# Given request
Transcribe only the part of the listing below that begins at the line containing "Where can the blue patch" and runs to its final line, keeping both ends.

# Records for the exercise
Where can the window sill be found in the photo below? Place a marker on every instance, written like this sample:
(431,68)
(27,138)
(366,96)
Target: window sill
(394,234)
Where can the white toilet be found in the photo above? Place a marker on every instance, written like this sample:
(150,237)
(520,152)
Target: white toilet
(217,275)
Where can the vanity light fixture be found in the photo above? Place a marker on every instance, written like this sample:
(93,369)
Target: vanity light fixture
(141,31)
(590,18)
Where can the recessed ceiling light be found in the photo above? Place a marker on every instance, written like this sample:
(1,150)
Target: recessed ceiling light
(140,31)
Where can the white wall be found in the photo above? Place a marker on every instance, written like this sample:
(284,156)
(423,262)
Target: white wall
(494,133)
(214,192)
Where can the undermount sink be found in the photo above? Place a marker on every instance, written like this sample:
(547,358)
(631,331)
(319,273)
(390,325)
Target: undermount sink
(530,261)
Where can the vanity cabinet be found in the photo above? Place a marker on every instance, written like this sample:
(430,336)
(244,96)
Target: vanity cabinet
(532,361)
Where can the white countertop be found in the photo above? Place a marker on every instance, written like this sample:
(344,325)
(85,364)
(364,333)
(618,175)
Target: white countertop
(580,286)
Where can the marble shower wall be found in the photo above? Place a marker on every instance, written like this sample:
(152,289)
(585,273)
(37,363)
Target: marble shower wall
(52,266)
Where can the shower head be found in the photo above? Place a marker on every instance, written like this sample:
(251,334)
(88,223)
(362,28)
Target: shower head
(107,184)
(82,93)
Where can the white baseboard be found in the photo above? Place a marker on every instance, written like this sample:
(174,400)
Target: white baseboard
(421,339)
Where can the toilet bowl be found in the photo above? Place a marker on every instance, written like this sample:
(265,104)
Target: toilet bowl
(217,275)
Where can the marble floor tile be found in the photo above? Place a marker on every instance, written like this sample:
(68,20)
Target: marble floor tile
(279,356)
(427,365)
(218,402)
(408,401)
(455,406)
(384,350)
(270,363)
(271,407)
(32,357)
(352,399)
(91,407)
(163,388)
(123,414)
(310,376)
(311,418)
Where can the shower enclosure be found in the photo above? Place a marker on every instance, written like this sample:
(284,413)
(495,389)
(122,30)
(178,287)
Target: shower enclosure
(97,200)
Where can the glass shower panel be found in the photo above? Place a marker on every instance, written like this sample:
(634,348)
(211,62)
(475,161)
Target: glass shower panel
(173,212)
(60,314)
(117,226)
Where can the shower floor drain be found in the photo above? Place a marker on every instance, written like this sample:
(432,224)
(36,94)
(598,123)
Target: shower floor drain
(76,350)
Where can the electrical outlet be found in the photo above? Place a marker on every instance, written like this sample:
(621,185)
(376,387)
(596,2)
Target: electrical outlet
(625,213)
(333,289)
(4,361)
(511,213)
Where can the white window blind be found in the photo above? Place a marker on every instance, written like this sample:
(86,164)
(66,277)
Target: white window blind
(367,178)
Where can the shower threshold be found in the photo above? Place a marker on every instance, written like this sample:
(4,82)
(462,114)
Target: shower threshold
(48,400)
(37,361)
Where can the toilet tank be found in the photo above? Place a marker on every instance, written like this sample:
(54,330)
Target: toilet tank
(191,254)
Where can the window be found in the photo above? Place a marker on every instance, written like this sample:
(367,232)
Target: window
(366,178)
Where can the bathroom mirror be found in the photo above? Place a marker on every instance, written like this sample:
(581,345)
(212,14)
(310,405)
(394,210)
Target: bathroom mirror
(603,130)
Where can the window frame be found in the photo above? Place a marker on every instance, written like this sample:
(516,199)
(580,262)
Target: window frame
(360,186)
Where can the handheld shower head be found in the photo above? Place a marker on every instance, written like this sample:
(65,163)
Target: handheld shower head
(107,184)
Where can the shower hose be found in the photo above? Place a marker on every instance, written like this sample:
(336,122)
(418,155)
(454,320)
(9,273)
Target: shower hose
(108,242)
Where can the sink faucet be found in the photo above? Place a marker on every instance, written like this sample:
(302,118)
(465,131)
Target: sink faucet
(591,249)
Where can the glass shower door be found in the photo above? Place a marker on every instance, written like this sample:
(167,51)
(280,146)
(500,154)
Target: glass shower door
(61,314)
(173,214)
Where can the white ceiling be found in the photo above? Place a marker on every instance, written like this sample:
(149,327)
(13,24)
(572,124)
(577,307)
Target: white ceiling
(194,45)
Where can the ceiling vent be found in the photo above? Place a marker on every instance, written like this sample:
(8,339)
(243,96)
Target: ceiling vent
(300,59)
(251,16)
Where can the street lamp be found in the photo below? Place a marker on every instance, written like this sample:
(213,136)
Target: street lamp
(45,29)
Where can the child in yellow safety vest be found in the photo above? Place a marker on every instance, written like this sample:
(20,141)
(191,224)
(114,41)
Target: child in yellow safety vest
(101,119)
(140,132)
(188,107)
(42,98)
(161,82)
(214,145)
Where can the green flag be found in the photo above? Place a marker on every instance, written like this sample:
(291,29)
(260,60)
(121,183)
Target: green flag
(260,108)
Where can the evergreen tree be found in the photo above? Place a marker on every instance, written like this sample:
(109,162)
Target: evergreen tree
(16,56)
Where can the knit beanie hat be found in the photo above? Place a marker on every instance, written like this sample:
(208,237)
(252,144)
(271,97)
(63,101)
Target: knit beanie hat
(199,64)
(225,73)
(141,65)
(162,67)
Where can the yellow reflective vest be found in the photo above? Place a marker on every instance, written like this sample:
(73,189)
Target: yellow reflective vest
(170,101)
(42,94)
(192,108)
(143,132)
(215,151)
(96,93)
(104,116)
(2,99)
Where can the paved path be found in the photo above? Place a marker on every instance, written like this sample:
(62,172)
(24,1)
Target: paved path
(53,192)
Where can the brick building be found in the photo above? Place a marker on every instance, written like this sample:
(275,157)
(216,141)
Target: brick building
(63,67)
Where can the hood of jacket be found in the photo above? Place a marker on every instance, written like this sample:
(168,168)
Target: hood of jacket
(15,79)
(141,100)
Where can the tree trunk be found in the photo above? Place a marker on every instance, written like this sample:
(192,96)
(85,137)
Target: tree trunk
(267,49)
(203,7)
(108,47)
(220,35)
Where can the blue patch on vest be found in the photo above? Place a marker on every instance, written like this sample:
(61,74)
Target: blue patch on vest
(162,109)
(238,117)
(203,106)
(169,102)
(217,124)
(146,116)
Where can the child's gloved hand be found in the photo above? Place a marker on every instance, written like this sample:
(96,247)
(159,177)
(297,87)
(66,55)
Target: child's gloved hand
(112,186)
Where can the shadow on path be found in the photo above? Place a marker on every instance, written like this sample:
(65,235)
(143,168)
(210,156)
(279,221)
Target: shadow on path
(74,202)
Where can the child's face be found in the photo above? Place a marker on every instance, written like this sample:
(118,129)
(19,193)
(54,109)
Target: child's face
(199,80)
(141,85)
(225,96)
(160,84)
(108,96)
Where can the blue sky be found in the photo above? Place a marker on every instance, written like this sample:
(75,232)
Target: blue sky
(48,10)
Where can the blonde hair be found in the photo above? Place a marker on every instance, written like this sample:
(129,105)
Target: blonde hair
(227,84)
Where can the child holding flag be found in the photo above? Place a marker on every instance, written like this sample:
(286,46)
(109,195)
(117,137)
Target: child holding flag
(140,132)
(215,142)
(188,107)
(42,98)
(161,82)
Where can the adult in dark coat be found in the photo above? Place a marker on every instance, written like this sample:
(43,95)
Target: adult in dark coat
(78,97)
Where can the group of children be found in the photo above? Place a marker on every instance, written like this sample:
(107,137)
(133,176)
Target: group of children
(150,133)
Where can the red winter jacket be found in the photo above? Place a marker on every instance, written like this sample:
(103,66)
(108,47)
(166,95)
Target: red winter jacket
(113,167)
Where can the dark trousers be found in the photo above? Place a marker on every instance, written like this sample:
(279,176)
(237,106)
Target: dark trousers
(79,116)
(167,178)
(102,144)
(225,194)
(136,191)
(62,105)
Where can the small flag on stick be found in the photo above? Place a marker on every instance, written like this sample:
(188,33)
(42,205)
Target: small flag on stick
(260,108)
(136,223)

# Solved problem
Where can the blue patch on vest be found in the photo above? Place a marker on every instance, written like this sample:
(61,74)
Target: blue patch on vest
(162,109)
(238,117)
(203,106)
(169,102)
(217,124)
(146,116)
Where can the child's gloved hand be found in the photo above? Place a marker on every instance, written like this sample:
(96,247)
(159,177)
(297,87)
(66,55)
Target: child's gloved hand
(112,186)
Where can the shadow on path be found in the photo above? Place a marker on every instance, written like this sample:
(65,235)
(143,168)
(210,156)
(279,221)
Target: shadow on path
(74,202)
Where can the child's face be found in the photo above? Place a marker on every instance, written like this sample:
(118,129)
(19,193)
(54,109)
Target: child's face
(199,80)
(141,85)
(225,96)
(160,84)
(108,96)
Where can the blue sky be found in the photo above? Place a marker on every instance, written like this sample:
(75,232)
Target: blue sky
(48,10)
Where can the blonde hair be found in the photo above? Place a marker on every instance, written like this sample:
(129,105)
Target: blonde hair
(227,84)
Where can the child holding flag be found in the photo above? Place a marker on every instance, written like this sample:
(286,46)
(109,195)
(117,137)
Target: child holding flag
(140,132)
(215,142)
(188,107)
(42,98)
(161,82)
Where can the adult in dark coat be found in the photo above? Place a marker on every instance, written like this sample:
(43,95)
Target: adult in dark coat
(78,97)
Where can the group of children be found in the photo above? Place a marker on every instance, written like this sample:
(107,137)
(133,176)
Target: group of children
(150,133)
Where can the red winter jacket be found in the photo above? Place a marker on every instance, written like this sample:
(103,66)
(108,47)
(166,95)
Target: red winter jacket
(113,167)
Where can the dark trousers be found in the photo above? Place a marker on every instance, written like this sample:
(279,176)
(237,106)
Target: dark trousers
(79,116)
(167,178)
(102,144)
(225,194)
(136,191)
(62,105)
Where can the small flag on stick be found in the photo above? Place a marker on every instance, written like this sample:
(188,33)
(42,205)
Target: small flag on stick
(260,108)
(136,223)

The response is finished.